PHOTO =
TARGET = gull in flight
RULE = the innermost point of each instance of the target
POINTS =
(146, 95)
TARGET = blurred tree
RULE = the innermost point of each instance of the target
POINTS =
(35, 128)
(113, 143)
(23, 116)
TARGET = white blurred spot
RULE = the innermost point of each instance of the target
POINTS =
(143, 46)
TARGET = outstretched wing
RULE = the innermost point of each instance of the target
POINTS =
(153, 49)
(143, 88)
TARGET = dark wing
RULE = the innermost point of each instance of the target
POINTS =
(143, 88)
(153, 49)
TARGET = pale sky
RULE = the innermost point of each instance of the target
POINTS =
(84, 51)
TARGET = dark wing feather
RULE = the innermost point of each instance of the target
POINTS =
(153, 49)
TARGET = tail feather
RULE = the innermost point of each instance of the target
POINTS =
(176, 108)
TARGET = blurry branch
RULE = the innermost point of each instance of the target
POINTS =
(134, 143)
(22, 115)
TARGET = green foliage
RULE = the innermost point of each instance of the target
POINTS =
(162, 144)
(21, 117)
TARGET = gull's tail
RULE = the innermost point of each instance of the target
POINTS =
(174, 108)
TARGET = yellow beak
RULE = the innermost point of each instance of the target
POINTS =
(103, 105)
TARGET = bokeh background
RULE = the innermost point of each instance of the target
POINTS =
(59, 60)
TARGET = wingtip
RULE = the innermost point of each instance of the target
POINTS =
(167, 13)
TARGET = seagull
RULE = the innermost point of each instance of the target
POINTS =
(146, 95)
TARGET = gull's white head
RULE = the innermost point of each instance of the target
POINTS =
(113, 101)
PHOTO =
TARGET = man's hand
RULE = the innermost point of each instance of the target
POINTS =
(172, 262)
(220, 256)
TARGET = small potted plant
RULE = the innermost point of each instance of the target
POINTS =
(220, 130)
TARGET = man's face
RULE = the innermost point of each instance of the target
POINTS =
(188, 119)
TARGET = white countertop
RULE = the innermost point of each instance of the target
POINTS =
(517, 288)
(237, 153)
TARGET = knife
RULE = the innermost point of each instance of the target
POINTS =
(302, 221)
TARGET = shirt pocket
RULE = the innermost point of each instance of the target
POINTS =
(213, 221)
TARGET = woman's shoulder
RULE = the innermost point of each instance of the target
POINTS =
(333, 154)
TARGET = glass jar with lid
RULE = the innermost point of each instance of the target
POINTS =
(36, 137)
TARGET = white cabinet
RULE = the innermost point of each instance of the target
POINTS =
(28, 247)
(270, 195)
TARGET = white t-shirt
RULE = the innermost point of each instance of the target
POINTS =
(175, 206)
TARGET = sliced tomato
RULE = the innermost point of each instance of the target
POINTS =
•••••
Problem description:
The lines from the one holding "TARGET = sliced tomato" to the final line of the entries, both included, are what should be output, exactly and alone.

Answer to the problem:
TARGET = sliced tomato
RULE = the innermost point of each instance of the target
POINTS =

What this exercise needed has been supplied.